JOB: Please copy every entry below word for word, and leave the pictures out of your copy.

DATA SUPPLIED:

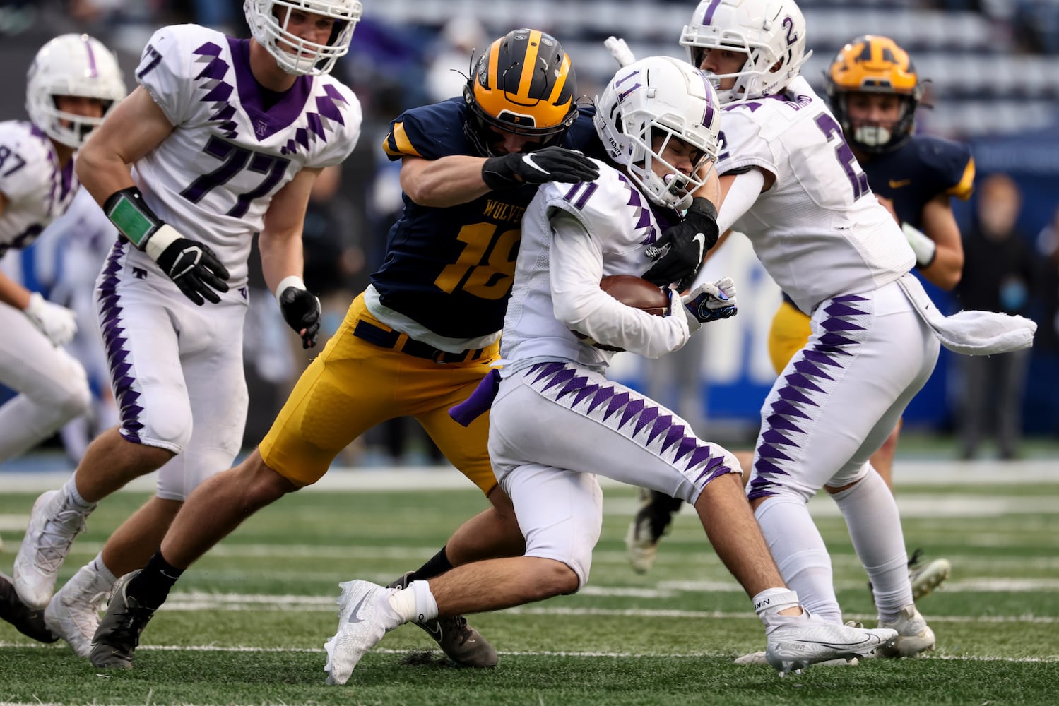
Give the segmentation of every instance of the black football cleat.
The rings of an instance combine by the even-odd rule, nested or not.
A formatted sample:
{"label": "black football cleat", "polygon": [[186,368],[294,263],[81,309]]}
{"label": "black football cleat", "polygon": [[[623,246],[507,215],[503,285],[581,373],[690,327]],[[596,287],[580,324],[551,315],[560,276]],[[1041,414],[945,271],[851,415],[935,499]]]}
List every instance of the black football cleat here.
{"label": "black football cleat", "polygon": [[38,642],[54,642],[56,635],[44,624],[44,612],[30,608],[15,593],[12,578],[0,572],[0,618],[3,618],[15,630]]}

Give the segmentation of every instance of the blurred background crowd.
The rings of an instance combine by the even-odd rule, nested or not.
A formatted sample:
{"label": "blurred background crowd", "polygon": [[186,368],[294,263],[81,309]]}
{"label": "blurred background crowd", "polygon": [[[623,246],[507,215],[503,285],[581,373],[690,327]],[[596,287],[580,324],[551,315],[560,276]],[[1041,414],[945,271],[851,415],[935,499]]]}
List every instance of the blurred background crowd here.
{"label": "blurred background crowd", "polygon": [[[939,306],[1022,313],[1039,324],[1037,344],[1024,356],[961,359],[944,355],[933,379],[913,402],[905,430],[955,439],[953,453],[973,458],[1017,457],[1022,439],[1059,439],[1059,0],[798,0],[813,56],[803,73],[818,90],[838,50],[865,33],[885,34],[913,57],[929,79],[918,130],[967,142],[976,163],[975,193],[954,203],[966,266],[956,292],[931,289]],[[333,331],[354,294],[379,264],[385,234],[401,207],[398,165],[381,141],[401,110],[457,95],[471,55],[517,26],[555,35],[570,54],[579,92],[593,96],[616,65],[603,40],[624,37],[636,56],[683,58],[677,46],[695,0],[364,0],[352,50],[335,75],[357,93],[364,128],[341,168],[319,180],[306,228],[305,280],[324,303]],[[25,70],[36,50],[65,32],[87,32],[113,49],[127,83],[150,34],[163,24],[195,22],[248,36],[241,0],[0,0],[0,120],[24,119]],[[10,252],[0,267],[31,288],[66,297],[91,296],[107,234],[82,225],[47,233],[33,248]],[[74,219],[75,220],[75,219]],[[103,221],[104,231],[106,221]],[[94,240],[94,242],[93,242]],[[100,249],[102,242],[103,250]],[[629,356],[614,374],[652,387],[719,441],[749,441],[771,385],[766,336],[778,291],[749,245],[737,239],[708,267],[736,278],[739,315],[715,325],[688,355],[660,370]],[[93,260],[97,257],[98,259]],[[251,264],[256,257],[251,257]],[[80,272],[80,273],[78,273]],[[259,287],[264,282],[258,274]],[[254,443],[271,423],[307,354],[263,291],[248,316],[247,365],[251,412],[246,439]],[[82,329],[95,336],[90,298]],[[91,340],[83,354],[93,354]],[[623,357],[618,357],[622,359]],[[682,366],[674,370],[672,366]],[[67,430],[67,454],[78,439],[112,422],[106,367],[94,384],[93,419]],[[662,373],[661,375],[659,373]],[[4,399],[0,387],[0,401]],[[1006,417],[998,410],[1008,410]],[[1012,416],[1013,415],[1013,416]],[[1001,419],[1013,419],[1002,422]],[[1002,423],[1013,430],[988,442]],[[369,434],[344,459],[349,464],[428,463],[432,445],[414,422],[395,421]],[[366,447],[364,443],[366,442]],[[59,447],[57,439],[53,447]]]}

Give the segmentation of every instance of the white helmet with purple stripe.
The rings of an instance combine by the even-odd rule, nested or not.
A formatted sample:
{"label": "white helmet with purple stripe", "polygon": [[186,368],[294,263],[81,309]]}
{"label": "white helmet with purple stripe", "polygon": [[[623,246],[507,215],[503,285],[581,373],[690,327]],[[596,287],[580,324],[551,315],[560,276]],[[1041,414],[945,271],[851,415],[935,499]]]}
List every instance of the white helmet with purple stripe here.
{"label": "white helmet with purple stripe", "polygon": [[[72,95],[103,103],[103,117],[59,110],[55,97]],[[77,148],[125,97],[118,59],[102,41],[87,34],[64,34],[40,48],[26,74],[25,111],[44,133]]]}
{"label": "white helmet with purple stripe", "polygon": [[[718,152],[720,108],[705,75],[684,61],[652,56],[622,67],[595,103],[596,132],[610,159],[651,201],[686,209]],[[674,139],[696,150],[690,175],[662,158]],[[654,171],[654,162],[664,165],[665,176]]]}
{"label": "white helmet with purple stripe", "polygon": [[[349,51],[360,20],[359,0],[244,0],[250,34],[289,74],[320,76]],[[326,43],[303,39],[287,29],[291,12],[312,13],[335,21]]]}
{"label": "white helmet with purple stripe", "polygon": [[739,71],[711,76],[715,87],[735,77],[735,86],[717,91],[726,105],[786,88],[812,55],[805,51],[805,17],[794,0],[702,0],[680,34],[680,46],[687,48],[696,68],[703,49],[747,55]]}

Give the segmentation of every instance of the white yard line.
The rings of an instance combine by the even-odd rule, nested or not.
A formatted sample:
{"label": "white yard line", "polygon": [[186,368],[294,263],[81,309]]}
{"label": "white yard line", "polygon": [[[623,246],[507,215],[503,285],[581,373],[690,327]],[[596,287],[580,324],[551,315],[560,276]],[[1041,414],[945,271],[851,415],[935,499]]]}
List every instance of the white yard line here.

RESPONSE TO THE EXERCISE:
Give the segmentation of every instance of the black football cleat.
The rings of an instance combine by the even-odd rule, nested or not.
A formatted sample:
{"label": "black football cleat", "polygon": [[186,368],[294,263],[81,309]]}
{"label": "black football cleat", "polygon": [[[623,246],[507,215],[503,285],[581,373],[690,327]],[[596,287],[580,324],[551,315],[560,276]],[[1041,414],[945,271],[851,415],[935,499]]]}
List every instance of the black football cleat here.
{"label": "black football cleat", "polygon": [[38,642],[54,642],[56,635],[44,624],[44,612],[30,608],[15,593],[12,578],[0,572],[0,618],[3,618],[15,630]]}

Give the segmentation of every instance of the blurred background crowd.
The rings of an instance combine by the even-odd rule, nested or not.
A formatted sample:
{"label": "blurred background crowd", "polygon": [[186,368],[294,263],[81,309]]}
{"label": "blurred background crowd", "polygon": [[[623,246],[507,215],[503,285],[581,373],[690,327]],[[596,287],[580,324],[551,315],[560,276]],[[1041,414],[945,271],[851,415],[935,499]]]}
List every instance of the blurred background crowd here.
{"label": "blurred background crowd", "polygon": [[[939,306],[1022,313],[1039,324],[1037,344],[1024,356],[961,359],[944,355],[933,379],[913,402],[905,430],[955,439],[953,453],[973,458],[1017,457],[1022,439],[1059,439],[1059,0],[798,0],[813,56],[803,73],[818,90],[838,50],[865,33],[885,34],[913,57],[929,79],[918,130],[967,142],[976,163],[975,193],[954,203],[966,266],[956,292],[931,289]],[[333,331],[354,294],[379,264],[385,234],[401,207],[398,165],[381,141],[401,110],[457,95],[471,55],[517,26],[555,35],[570,54],[579,92],[593,96],[616,65],[603,40],[624,37],[636,56],[683,58],[677,46],[695,0],[364,0],[352,50],[335,75],[357,93],[364,128],[341,168],[319,180],[306,228],[305,280],[324,303]],[[25,70],[36,50],[65,32],[87,32],[113,49],[127,83],[150,34],[163,24],[195,22],[248,36],[241,0],[0,0],[0,120],[24,119]],[[10,252],[0,267],[31,288],[66,297],[91,296],[107,234],[82,225],[47,233],[33,248]],[[74,219],[75,220],[75,219]],[[103,221],[104,231],[106,221]],[[94,240],[94,242],[93,242]],[[100,249],[102,242],[103,250]],[[629,356],[614,374],[652,387],[719,441],[749,441],[771,385],[766,336],[778,291],[749,245],[737,239],[708,267],[736,278],[739,315],[715,325],[688,355],[660,370]],[[93,260],[97,257],[98,259]],[[251,264],[256,257],[251,257]],[[80,272],[80,273],[78,273]],[[259,287],[264,282],[258,274]],[[254,443],[271,423],[307,354],[263,291],[248,316],[247,365],[251,412],[246,439]],[[82,329],[95,336],[90,298]],[[91,340],[83,354],[93,354]],[[623,357],[618,357],[622,359]],[[682,366],[674,370],[672,366]],[[67,430],[67,454],[78,439],[112,422],[106,367],[94,384],[93,419]],[[662,373],[661,375],[659,373]],[[4,399],[0,387],[0,401]],[[1006,417],[998,410],[1008,410]],[[1012,416],[1013,415],[1013,416]],[[1001,419],[1013,419],[1002,422]],[[1002,423],[1013,430],[988,442]],[[369,434],[344,459],[349,464],[428,463],[432,445],[414,422],[395,421]],[[366,447],[364,443],[366,442]],[[59,447],[57,439],[53,447]]]}

Give the segmentation of every instance of the white helmet with purple stripe.
The rings of an instance combine by the even-odd rule, nested or not.
A formatted sample:
{"label": "white helmet with purple stripe", "polygon": [[186,368],[294,263],[81,309]]}
{"label": "white helmet with purple stripe", "polygon": [[[623,246],[507,215],[503,285],[581,373],[690,327]],[[596,287],[580,324],[551,315],[560,276]],[[1041,414],[945,271],[851,415],[935,499]]]}
List every instance of the white helmet with purple stripe here.
{"label": "white helmet with purple stripe", "polygon": [[[72,95],[103,103],[103,117],[59,110],[55,97]],[[77,148],[125,97],[118,59],[102,41],[87,34],[64,34],[40,48],[26,74],[25,111],[44,133]]]}
{"label": "white helmet with purple stripe", "polygon": [[[718,152],[720,108],[705,75],[684,61],[652,56],[622,67],[595,103],[596,132],[610,159],[651,201],[686,209]],[[674,139],[696,150],[690,175],[662,158]],[[654,171],[654,162],[664,165],[665,176]]]}
{"label": "white helmet with purple stripe", "polygon": [[[349,51],[360,20],[359,0],[244,0],[250,34],[289,74],[320,76]],[[326,43],[303,39],[287,29],[291,12],[312,13],[335,21]]]}
{"label": "white helmet with purple stripe", "polygon": [[739,71],[711,76],[715,87],[735,77],[735,86],[717,91],[726,105],[786,88],[812,55],[805,51],[805,17],[794,0],[702,0],[680,34],[680,46],[687,48],[696,68],[703,49],[747,55]]}

Give the segmentation of every instance of the white yard line.
The rings of an instance combine by the even-odd rule, nested or not.
A formatted sample:
{"label": "white yard line", "polygon": [[186,368],[294,263],[81,309]]}
{"label": "white yard line", "polygon": [[[623,246],[507,215],[503,285],[581,373],[690,327]],[[596,287],[580,324],[551,315],[560,276]],[[1041,414],[945,271],[851,415],[935,499]]]}
List every instance of the white yard line here.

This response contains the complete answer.